**TO DO:**
a) From the Grok excerpt, list the questions the text says readers are probably wondering.
b) Extract everything in the Grok excerpt from "Grok is the" down to "AI is expensive.)".
c) Answer these questions using the Grok excerpt:
(i) Whose AI startup is xAI?
(ii) How did Grok respond to the question about when to listen to Christmas music?
(iii) What kind of data can Grok access that no other chatbots have?

== PROVIDED TEXT

Long story short, Grok is willing to speak to topics that are usually off-limits to other chatbots, like polarizing political theories and conspiracies. And it’ll use less-than-polite language while doing so — for example, responding to the question “When is it appropriate to listen to Christmas music?” with “Whenever the hell you want.”

But ostensibly, Grok’s biggest selling point is its ability to access real-time X data — an ability no other chatbots have, thanks to X’s decision to gatekeep that data. Ask it “What’s happening in AI today?” and Grok will piece together a response from very recent headlines, while ChatGPT will provide only vague answers that reflect the limits of its training data (and filters on its web access). Earlier this week, Musk pledged that he would open source Grok, without revealing precisely what that meant.

So, you’re probably wondering: How does Grok work? What can it do? And how can I access it? You’ve come to the right place. We’ve put together this handy guide to help explain all things Grok. We’ll keep it up to date as Grok changes and evolves.

How does Grok work?

Grok is the invention of xAI, Elon Musk’s AI startup — a company reportedly in the process of raising billions in venture capital. (Developing AI is expensive.)

====
== RECORDED INFORMATION

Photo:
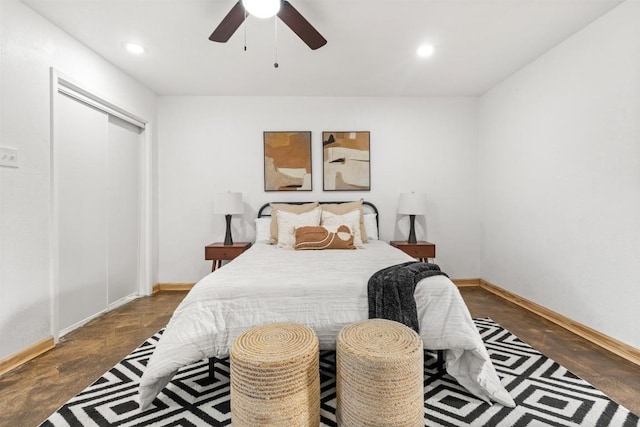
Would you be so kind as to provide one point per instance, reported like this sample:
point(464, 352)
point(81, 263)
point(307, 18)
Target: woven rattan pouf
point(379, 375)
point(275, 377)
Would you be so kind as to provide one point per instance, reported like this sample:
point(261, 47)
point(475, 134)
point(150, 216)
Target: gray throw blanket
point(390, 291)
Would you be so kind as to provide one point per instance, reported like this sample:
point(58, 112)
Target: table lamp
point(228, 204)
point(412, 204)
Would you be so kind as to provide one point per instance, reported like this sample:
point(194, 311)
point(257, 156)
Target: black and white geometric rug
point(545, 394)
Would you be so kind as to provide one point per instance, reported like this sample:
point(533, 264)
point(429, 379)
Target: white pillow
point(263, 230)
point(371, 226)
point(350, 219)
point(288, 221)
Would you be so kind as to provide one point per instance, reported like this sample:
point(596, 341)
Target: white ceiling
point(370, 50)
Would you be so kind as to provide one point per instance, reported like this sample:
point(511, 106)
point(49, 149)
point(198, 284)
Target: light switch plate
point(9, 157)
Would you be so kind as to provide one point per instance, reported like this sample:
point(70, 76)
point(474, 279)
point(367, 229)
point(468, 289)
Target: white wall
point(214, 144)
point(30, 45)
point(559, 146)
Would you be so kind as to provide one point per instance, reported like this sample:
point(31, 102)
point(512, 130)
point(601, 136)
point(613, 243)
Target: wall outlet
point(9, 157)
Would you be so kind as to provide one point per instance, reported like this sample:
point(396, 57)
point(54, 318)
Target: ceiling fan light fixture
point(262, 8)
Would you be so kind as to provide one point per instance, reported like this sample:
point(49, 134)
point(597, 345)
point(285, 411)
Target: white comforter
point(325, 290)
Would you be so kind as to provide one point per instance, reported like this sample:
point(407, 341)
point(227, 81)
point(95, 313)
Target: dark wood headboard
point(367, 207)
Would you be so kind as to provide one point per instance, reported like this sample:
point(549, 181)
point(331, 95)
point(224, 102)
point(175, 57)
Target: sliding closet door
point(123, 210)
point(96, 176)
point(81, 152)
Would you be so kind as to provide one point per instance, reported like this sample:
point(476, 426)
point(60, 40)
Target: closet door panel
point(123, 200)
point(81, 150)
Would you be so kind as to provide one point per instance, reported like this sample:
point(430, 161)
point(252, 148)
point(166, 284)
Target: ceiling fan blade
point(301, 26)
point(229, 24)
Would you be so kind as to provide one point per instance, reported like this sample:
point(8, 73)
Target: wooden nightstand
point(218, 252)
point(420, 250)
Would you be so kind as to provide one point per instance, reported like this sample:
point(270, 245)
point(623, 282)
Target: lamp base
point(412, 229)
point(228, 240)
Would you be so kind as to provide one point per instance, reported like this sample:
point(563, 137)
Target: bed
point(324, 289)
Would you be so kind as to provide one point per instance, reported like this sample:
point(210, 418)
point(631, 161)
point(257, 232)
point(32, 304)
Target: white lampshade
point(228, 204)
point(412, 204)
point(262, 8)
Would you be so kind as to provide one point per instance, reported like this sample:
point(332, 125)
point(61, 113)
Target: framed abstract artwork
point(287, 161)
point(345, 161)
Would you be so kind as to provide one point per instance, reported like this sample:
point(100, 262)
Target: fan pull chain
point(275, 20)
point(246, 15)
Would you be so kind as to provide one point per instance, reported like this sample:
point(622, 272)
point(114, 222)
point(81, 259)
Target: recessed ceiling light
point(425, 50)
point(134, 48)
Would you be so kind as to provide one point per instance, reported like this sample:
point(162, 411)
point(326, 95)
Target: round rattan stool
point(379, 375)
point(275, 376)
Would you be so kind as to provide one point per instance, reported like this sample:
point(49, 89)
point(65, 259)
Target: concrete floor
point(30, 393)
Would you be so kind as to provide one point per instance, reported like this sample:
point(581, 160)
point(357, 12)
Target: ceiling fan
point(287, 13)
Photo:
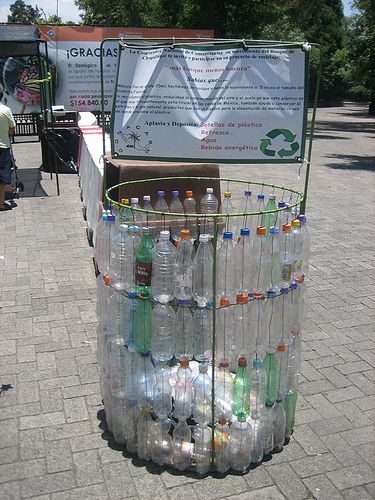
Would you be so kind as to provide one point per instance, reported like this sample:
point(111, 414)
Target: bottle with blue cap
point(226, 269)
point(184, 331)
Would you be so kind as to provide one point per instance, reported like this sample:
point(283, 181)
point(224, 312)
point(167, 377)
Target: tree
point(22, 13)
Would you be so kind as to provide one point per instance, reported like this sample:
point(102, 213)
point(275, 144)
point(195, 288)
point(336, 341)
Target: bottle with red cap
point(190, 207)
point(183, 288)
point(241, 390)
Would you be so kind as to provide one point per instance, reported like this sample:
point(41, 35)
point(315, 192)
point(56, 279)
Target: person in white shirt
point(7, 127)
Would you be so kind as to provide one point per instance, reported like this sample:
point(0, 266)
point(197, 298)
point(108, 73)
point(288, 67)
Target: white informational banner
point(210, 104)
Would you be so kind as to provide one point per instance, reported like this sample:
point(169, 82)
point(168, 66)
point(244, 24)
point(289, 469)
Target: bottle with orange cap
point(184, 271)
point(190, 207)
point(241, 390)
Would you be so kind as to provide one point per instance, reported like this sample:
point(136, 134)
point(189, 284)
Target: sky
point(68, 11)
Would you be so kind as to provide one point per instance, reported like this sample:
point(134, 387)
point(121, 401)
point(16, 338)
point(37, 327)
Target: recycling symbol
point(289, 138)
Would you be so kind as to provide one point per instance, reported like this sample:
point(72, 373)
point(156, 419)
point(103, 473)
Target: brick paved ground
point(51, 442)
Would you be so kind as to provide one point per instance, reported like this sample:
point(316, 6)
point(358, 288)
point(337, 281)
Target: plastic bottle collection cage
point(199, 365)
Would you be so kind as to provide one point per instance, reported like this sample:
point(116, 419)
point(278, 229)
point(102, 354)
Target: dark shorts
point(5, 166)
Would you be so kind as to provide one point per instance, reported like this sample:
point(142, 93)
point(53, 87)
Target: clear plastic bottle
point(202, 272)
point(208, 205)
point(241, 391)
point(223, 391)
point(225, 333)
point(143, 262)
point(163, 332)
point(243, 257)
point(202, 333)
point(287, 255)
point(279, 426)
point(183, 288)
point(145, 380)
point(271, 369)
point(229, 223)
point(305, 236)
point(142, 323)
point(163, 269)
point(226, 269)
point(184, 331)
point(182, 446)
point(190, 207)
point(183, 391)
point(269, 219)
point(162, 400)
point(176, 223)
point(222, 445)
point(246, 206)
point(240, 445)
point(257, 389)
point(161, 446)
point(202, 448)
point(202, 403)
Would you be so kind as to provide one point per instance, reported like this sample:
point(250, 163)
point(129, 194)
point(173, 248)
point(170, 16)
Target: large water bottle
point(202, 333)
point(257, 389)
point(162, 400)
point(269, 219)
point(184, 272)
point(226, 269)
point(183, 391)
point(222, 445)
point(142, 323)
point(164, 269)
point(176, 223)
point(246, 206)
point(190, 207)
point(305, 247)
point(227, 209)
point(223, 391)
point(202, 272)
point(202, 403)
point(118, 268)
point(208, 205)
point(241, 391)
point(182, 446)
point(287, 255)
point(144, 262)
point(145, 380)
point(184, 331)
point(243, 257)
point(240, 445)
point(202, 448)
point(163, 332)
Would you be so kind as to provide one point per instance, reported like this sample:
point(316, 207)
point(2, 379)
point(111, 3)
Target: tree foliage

====

**OUTPUTS IN ORDER:**
a)
- How does Grok work?
- What can it do?
- And how can I access it?

b)
Grok is the invention of xAI, Elon Musk’s AI startup — a company reportedly in the process of raising billions in venture capital. (Developing AI is expensive.)

c)
(i) Elon Musk's.
(ii) "Whenever the hell you want."
(iii) Real-time X data.